ФРАГМЕНТ ТЕКСТА:
В следующей сцене больше всех достается Андрею Лобачевскому, играющему Ваську Пепла, – смуглому черноглазому парнишке в красной цыганской рубахе.
– …Ты откуда опять не вернулся? Когда ты приедешь на репетицию?
– А что, я еще не «приехал», да?
– Да, ты опять не здесь, не в логике этого поведения. Не играешь, а лишь формально совершаешь телодвижения, вспоминая текст. Приходить надо почаще на репетиции!
И вот новая попытка – Васька Пепел продолжает издеваться над хозяином ночлежки Костылевым, чья жена влюблена в Василия. (Роль старика Костылева – дебют семидесятилетнего педагога Фомина, ведущего в школе театральный класс.) И вновь режиссер не доволен: «Опять вранье! – Повисает удрученная тишина. Актеры понуро замерли. – Ну, закончим на сегодня, чего воду в ступе толочь?» Но в ответ дружное, упрямое «Не-а!»
Никакие уроки литературы и сочинения не способны столь полно передать ребятам ту правду жизни, которой и добивается режиссер со своими актерами. В самом начале и в самом конце спектакля освещение вырывает из мрака застывшую композицию: сидящие за столом в разных позах действующие лица, будто сборище восковых фигур. Неподвижные, как хрестоматийные образы этих лиц в учебнике. Но вот эта неподвижность взрывается горячечной, истеричной пляской с постоянным рефреном: «Эх, пить будем, гулять будем!..» И из этой пляски, как из мутной пены, появляются один за другим все ожившие персонажи: вкрадчивый Сатин, потрепанно-щеголеватый Барон, странник Лука с лучисто-лукавым взглядом… Калейдоскоп лиц, представляющий собой все социальные слои общества, сошедшиеся на самом его дне.

ИСХОДНЫЕ ДАННЫЕ:
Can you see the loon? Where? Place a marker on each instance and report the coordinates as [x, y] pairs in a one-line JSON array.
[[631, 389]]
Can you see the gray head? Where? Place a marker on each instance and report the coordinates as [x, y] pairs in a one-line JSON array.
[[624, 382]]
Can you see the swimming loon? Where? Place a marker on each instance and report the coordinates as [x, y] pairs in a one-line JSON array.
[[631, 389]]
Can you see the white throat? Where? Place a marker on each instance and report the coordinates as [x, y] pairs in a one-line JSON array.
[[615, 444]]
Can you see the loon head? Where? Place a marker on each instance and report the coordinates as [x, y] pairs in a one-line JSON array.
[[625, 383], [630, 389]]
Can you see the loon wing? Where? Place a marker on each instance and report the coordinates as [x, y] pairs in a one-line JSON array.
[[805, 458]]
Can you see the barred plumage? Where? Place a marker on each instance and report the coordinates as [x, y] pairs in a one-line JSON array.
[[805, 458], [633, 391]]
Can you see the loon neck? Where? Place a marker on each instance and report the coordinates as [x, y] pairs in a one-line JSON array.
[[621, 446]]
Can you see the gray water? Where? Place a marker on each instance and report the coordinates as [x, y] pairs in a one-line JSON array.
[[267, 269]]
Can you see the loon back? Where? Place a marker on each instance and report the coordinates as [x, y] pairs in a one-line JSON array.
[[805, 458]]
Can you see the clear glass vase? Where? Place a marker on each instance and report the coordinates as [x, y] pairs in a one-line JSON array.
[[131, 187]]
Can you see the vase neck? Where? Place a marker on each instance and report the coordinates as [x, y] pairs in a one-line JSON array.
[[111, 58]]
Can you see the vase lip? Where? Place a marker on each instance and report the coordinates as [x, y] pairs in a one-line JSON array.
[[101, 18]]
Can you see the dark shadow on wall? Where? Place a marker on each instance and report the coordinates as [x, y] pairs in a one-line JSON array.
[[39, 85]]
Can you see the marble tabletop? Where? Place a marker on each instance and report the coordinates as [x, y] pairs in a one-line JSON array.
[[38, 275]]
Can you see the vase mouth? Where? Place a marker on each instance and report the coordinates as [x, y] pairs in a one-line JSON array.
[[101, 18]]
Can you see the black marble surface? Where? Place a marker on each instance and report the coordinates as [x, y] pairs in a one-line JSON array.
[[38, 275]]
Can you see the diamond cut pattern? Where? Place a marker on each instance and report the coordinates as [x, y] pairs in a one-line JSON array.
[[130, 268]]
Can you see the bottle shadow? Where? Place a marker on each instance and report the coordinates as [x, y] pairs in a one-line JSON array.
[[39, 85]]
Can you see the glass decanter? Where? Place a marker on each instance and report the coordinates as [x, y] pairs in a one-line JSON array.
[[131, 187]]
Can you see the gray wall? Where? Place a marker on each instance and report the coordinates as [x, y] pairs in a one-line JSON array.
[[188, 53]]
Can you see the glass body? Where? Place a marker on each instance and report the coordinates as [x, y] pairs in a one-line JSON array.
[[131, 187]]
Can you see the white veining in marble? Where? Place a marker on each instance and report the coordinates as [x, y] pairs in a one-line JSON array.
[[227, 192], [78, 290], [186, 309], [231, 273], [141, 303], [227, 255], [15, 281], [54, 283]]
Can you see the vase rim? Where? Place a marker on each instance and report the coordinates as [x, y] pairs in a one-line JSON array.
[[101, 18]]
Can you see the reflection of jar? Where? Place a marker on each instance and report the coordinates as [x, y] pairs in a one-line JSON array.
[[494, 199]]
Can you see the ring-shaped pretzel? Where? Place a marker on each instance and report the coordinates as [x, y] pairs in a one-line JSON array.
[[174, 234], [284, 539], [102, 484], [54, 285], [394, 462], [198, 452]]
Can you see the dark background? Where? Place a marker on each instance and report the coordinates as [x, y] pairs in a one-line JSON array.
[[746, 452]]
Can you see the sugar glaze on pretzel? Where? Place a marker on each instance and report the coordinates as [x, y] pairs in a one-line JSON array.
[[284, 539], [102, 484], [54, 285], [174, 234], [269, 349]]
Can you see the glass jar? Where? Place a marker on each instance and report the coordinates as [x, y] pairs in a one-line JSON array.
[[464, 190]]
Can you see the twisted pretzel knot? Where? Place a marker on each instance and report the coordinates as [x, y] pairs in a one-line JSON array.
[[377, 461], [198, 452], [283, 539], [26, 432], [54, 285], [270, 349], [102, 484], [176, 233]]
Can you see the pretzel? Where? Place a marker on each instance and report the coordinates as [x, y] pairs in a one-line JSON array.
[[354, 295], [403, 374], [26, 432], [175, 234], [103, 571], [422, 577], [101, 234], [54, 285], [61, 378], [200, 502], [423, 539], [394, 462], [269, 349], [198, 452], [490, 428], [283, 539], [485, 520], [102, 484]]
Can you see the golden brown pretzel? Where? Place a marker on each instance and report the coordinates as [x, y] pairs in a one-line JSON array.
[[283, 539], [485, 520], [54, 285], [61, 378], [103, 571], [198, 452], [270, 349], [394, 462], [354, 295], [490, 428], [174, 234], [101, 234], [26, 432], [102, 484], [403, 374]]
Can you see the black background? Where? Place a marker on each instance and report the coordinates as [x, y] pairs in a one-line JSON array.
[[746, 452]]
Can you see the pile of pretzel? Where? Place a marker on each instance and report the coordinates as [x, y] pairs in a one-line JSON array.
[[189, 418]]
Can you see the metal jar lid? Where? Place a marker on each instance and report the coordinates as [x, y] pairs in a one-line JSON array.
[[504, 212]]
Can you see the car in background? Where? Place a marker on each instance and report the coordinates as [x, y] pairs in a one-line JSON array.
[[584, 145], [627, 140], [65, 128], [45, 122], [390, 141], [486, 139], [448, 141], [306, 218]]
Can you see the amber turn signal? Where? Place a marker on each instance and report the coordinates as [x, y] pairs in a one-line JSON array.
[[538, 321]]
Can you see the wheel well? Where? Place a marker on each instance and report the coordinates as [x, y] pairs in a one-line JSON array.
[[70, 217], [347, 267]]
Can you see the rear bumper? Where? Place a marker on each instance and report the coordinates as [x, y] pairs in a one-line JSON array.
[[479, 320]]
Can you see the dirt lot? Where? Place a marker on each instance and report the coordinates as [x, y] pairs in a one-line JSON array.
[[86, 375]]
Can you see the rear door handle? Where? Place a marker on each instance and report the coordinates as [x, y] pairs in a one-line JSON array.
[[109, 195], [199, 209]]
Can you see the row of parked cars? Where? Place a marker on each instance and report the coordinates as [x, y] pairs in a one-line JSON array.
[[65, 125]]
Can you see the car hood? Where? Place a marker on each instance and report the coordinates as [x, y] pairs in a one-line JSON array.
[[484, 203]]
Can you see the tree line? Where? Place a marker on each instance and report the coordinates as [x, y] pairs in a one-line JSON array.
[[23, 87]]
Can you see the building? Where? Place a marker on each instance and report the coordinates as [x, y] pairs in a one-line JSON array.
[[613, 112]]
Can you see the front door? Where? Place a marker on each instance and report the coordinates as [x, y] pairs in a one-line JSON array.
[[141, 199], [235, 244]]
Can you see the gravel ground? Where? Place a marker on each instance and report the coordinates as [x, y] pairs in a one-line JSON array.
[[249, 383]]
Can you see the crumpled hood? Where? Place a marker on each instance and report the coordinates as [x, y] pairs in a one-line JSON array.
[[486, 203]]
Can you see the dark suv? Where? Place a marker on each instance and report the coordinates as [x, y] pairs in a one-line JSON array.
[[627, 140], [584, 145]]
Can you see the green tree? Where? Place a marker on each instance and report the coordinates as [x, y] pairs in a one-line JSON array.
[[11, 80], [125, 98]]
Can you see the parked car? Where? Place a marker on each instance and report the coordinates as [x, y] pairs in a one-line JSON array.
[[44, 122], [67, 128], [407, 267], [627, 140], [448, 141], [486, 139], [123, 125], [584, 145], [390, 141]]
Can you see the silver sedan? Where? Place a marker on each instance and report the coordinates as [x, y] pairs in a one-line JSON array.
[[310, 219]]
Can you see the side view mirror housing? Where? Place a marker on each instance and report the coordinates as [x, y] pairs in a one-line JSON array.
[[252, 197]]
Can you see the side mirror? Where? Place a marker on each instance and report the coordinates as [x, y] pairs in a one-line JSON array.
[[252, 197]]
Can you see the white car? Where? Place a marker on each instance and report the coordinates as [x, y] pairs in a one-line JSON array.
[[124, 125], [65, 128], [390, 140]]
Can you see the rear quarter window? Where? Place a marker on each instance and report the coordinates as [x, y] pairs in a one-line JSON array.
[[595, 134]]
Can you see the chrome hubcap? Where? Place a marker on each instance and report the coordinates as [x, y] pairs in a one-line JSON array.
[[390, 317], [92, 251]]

ЗАДАНИЕ: Продолжите текст о репетициях школьного спектакля с того места, где он заканчивается.

ОТВЕТ:
Но для режиссера и актеров важен при этом не столько социальный протест, сколько постижение самого «дна» человеческой души, оказавшейся без обычных социальных подпорок, острое и неизбывное переживание пустоты, смыслоутраты. На разные лады жители ночлежки отчаянно бормочут: нет пристанища, …нет работы, …нет у меня здесь имени… и взрываются истерически-потрясенным: «НИЧЕГО НЕТ!» Но это и становится необходимым, хоть и жестоким, условием постижения правды человека: «…Все слиняло, один голый человек остался», – признает Бубнов.
И вот герои выворачиваются наизнанку друг перед другом, истово ищут «последние», окончательные ответы на вечные вопросы, будто именно здесь им дано постигнуть «окончательную» правду о человеке. И зачем люди живут, и что спасительнее – утешительная ложь или жестокая правда?.. Во что верить?
Зав. труппой, педагог дополнительного образования Елена Ершова утверждает:
– Для меня важнее всего то качество спектакля, которого добивается Гребенкин, обнажая глубинный, философский смысл в каждой постановке.
…В напряженный, отчаянный диспут на сцене втянуто еще одно действующее лицо, не названное в программке: сам зрительный зал. Сидящие в зале, поясняет режиссер, невольно отгораживаются внутренне от персонажей пьесы: это не про нас, мы никогда так не опустимся, мы лучше, успешнее, это другие, грязные и темные людишки… А мы – лучше! «Вот это заблуждение вы и будете весь спектакль разрушать», – подытожил еще на репетициях Гребенкин.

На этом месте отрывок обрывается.